**Data entries:**
● ● ● ●

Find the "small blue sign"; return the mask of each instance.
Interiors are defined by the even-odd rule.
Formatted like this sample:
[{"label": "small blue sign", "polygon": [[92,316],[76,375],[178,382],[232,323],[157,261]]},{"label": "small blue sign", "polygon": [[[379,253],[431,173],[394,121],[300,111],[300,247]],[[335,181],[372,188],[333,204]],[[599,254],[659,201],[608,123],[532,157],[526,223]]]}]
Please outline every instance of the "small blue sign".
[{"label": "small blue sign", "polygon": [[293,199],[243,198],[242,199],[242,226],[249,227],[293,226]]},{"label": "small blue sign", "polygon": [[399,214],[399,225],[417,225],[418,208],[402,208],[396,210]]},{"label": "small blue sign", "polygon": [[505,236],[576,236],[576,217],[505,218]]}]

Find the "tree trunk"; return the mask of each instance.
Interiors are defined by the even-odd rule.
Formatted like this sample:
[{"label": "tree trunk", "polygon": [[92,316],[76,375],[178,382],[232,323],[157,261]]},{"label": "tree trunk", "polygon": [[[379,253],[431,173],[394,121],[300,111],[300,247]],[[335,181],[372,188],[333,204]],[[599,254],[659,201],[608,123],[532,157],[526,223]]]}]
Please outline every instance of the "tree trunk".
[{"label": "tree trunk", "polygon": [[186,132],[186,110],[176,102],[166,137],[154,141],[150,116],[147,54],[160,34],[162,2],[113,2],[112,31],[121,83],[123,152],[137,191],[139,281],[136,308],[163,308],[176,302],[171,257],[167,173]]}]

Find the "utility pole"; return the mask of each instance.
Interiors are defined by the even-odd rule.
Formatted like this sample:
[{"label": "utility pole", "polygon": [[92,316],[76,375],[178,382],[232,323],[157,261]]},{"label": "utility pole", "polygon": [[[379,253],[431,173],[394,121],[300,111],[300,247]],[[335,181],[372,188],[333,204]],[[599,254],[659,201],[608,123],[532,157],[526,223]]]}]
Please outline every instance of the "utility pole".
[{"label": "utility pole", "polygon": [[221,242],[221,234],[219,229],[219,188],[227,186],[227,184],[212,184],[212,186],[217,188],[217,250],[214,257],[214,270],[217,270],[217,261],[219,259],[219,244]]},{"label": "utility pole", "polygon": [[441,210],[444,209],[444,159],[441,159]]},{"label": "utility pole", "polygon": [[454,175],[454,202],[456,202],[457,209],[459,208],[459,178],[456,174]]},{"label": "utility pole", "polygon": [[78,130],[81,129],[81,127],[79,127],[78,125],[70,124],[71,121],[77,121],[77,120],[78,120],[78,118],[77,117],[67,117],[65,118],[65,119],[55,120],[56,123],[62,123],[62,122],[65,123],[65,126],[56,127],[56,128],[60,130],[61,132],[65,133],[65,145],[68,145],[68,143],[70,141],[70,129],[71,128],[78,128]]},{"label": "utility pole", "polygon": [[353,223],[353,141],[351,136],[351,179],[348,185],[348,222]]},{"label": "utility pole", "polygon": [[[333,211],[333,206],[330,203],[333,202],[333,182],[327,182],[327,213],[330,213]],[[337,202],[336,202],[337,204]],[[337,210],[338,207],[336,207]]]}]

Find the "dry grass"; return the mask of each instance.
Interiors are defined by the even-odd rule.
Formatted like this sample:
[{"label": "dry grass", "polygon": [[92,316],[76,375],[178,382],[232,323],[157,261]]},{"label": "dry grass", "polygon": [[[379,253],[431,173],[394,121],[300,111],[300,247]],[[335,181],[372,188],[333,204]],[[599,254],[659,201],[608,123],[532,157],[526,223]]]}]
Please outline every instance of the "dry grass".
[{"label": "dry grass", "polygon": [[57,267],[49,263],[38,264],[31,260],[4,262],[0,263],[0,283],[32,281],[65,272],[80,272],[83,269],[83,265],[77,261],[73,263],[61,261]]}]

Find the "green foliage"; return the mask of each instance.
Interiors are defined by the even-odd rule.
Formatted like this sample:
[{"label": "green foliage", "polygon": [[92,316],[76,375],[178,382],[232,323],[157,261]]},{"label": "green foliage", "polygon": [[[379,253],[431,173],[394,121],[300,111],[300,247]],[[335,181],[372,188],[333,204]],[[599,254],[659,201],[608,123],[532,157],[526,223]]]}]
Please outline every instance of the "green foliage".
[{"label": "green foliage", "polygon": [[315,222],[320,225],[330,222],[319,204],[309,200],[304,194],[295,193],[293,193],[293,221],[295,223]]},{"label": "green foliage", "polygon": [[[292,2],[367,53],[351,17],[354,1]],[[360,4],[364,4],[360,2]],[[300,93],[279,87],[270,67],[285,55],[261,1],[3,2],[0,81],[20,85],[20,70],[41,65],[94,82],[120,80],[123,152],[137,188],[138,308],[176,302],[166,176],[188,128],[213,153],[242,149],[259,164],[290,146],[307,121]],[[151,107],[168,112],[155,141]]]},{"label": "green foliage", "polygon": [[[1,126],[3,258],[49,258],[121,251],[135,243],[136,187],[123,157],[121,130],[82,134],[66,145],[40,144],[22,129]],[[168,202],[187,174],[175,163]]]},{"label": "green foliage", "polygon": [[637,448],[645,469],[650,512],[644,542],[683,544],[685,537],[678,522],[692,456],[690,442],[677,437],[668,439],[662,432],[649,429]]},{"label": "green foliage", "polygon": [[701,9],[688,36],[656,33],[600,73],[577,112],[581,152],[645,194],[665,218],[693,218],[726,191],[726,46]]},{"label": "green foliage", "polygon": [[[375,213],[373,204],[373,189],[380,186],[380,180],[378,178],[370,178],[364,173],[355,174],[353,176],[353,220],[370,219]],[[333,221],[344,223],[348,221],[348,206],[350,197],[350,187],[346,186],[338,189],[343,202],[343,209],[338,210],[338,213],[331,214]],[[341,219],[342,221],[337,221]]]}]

● ● ● ●

**The task:** Report every line of the items above that contains the word "blue", copying each such line in full.

**Response for this exercise:**
Find the "small blue sign"; return the mask of each instance.
[{"label": "small blue sign", "polygon": [[92,316],[76,375],[178,382],[232,323],[157,261]]},{"label": "small blue sign", "polygon": [[[379,253],[431,173],[394,121],[300,111],[300,247]],[[335,181],[372,188],[333,204]],[[599,254],[659,201],[608,123],[532,157],[526,223]]]}]
Please outline every instance of the "small blue sign".
[{"label": "small blue sign", "polygon": [[293,199],[243,198],[242,199],[242,226],[249,227],[293,226]]},{"label": "small blue sign", "polygon": [[399,214],[399,225],[417,225],[418,208],[402,208],[396,210]]},{"label": "small blue sign", "polygon": [[505,236],[576,236],[576,217],[505,218]]}]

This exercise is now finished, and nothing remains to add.